- _SHORT TASK_
Exactly reproduce each record listed below.

————————

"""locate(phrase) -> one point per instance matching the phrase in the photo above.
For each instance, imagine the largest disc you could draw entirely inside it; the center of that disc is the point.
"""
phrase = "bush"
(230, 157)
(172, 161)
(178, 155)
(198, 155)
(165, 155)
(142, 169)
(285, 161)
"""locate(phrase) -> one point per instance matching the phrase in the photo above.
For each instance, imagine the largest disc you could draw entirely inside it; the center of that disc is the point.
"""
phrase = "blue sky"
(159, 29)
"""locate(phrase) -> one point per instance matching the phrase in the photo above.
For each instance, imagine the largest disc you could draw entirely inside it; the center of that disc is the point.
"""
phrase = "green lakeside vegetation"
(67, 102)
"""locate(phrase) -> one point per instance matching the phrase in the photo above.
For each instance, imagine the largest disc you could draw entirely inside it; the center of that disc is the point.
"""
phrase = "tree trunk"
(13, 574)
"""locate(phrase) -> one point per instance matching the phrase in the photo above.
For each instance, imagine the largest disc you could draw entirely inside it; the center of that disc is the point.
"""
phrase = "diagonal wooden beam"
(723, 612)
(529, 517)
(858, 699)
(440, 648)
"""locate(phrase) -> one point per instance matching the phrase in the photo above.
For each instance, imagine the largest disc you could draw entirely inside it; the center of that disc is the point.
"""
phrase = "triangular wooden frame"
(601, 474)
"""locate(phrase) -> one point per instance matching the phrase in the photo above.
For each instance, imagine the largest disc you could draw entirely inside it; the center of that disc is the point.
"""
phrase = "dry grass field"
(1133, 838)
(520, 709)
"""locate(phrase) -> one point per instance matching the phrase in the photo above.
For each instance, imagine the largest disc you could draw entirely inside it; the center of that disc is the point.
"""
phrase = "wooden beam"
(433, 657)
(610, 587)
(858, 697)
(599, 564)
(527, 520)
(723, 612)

————————

- _RIGHT ANSWER_
"""locate(phrase) -> one point per instance matching the phrase in the photo above.
For each instance, imagine the largest disc you could draw entirely inside it; the center of that disc is the point.
"""
phrase = "bush"
(230, 157)
(172, 161)
(178, 155)
(198, 155)
(165, 155)
(142, 169)
(285, 161)
"""locate(phrase) -> one point per instance matching the phrase in the photo above.
For each instance, imagine the largest disc you could draw entirely inside it; the center of that disc is the point.
"""
phrase = "blue sky"
(159, 29)
"""locate(phrase) -> one point per instance matching the phrase in the photo above.
For each instance, imagine the largest disc you could draw entirely inside it; the center of that disc is the point.
"""
phrase = "green lakeside vegetation"
(67, 102)
"""locate(phrase) -> one point per instance matching the phrase in the photo above.
For each instance, imagine the largest disc you could draw entirely inside it; the center of that disc is the point.
"""
phrase = "tree trunk"
(13, 574)
"""locate(phrase) -> one point per instance matching the phrase in the photo above.
For each instance, imagine the largest disc you could draw entirely inside it; the center of that disc is the point.
"""
phrase = "diagonal wooden beam"
(723, 612)
(529, 517)
(858, 699)
(440, 648)
"""locate(phrase) -> one point per instance matching the phrase in the photo above.
For each instance, imagine the largest disc you could draw entirely inside it; the center of that disc is the point.
"""
phrase = "triangular wooden frame"
(601, 474)
"""locate(phrase) -> one point per instance matching the phrase in the photo above.
For each instance, imagine the largest disc you could draw entirely inside it; the center of that disc is the point.
"""
phrase = "dry grass field"
(1133, 838)
(520, 709)
"""locate(phrase) -> one point per instance matching the phrase in the photo above.
For each instance, imagine the largest disc you could draw entirely inside it; the center of that disc is the point.
"""
phrase = "wooden beam"
(433, 657)
(610, 587)
(858, 697)
(599, 564)
(527, 520)
(723, 612)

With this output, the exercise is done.